STUDY TEXT:
No matter if it is about starting or completing a task or project, have handy your list of what works for you to get unstuck.

 

Financial Apps Make Organizing Your Finances Easy

 

financial organizing

Getting organized with your financial information can feel like climbing Mount Everest and the side of the mountain is quick sand. There is alot to look up at, the peak seems far off and there is consistently sliding back and forth. Money brings with it many emotions too. Check out these many automated tools that will help you gain control and get organized with your finances.

 

Cyber security first

We are all aware of the online dangers, phone and text scams, and dark web. Every account needs a strong, unique password. LastPass offers online security for you with easy access. If you are more of a paper person, use a paper address book listing the user name, password, and security questions. If you receive any kind of request about purchasing or payments, go directly to the source of payment. This is a time to be overly cautious.

 

Bill paying

Solutions: Many of us have been using automated bill paying online for a long time. The easiest way to pay is using your bank app and adding account information. You can pay directly from the bank to the vendor. The next easiest payment plan is with your credit card. Keep a list of automated payments, the vendor account numbers in case there is a gap in payment. Maybe you want to know more about your spending and how much you spend on different categories.  Quicken offers online bill pay with a tracking dashboard. This tools helps you analyze and strategize about your money.

Solutions: There are always random bills that need to be paid that arrive in the mail. There are quarterly payments for taxes too. Establish a command center where mail is opened and bills are paid. Set aside a weekly or bi-monthly time to pay bills. Keep your check book here with envelopes and stamps to efficiently pay with paper.

Routines: Set aside a weekly time to open mail and pay bills. Check your bank and credit card balances weekly or monthly to be sure all bills are paid and the amounts of payment.

 

Budgeting

Solution: There are two favorite budgeting tools Mint and You Need A Budget (YNAB). Both offer you consolidation of information to make financial decisions. You will need this tool to analyze where and what you are spending.

Routine: Review your spending monthly, quarterly or annually with a strategic planning meeting. With your consolidated information you can make good decisions on your next financial steps.

 

Credit

Solution: Your credit score helps lenders decide whether to give you a mortgage, credit card or other line of credit as well as the interest amount you will pay. The score is an assessment of you are a credit risk at the time of application. This score goes up and down monthly as you pay bills, get new credit and pay off loans. A good credit score saves you money, gives you options for better loan rates, and more. Credit Karma offers you a free monthly view of your credit score. Many banks offer this as service. 

Routine: Review your credit score annually or before a major purchase.

 

Taxes

Solution: Gather your paper or digital documents in January, February and March. Follow these instructions here. Can’t find your most important tax papers? Look online for your property tax payments and mortgage interest expense.  It’s easy to locate these records on your mortgage or banking websites. Medical expenses are easy to track online at your medical provider’s website.

Routine: At the beginning of February, mark your calendar for a 2 hour tax session with yourself! Go through your checkbook, bank statement and files to find important items to copy for accounting purposes. Three weeks later, mark another 2 hour tax session to wrap up those loose ends and file your documents in your master file. If you use an accountant, you are ready to send in your papers.  If you file yourself, break your filing sessions into manageable chunks like 2 hour sessions too!  You can always break these sessions into one hour segments too.  Most importantly marking these on your calendar commits you to work.

DATA BELOW:
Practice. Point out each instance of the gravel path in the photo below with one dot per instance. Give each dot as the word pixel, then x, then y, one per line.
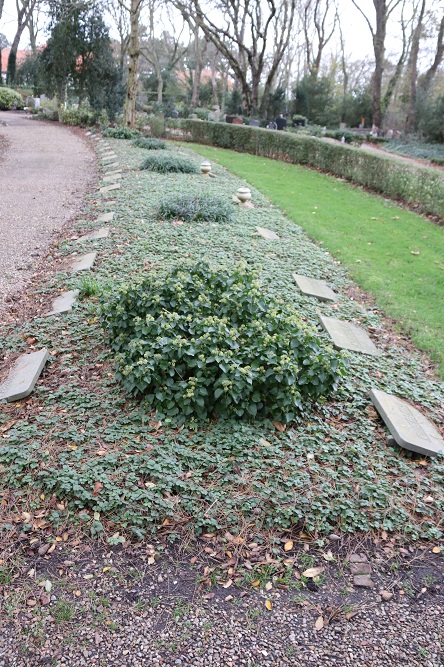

TASK SET:
1. Could you retype the stretch of the article on organizing your finances from "Getting organized with" through "be overly cautious."?
2. What would come next in the article on organizing your finances? Write a continuation that begins right after its final sentence.

EXPECTED OUTPUTS:
1.
Getting organized with your financial information can feel like climbing Mount Everest and the side of the mountain is quick sand. There is alot to look up at, the peak seems far off and there is consistently sliding back and forth. Money brings with it many emotions too. Check out these many automated tools that will help you gain control and get organized with your finances.

 

Cyber security first

We are all aware of the online dangers, phone and text scams, and dark web. Every account needs a strong, unique password. LastPass offers online security for you with easy access. If you are more of a paper person, use a paper address book listing the user name, password, and security questions. If you receive any kind of request about purchasing or payments, go directly to the source of payment. This is a time to be overly cautious.

2.
 

Bringing it all together

Make your financial organizing a priority with a weekly or bi-monthly review of your automated tools. Dig deep and think what you want to know about your spending and your goals. Create a dashboard with the information you want to know. Use your financial planning time to feel confident about your financial success. Add bookmarks to access each site easily and your ready!

 

 

 

 

How to Impress Your Accountant with Your Tax Preparation

organize your taxes

 

Tax documents have started to arrive and it’s time for us to organize these pieces of paper or digital information. Even though the filing deadline is still a little ways off, and even though taxes are scary, it’s better to start to get organized now.  What do you need to bring to your tax preparer to be ready to file?  There are specific documents that are required and how you organize these can impress your accountant or bookkeeper and save you money in fees.

 

Gather your documents

As paper statements arrive in the mail, be sure to place these in a Taxes 2021 folder. Organize this information in paper or digital folders as you collect the documents according to Income and Deductions.

Income

Income documents confirm the money you received during the previous year. These include:

  • W-2 forms (Statement from your employer that includes how much you were paid, deductions for medical and social security.)
  • 1099 forms (Form 1099-Misc for contract work, Form1099-INT for interest, Form 1099-DIV for dividends and Form 1099-B for broker-handled transactions.)
  • Next year income from Venmo and Square will be included.

Deductions

Documents that help reduce your taxes are known as deductions. You will need to gather the information for this documentation, which may take time. Break this into chunks to make it easier to gather this information.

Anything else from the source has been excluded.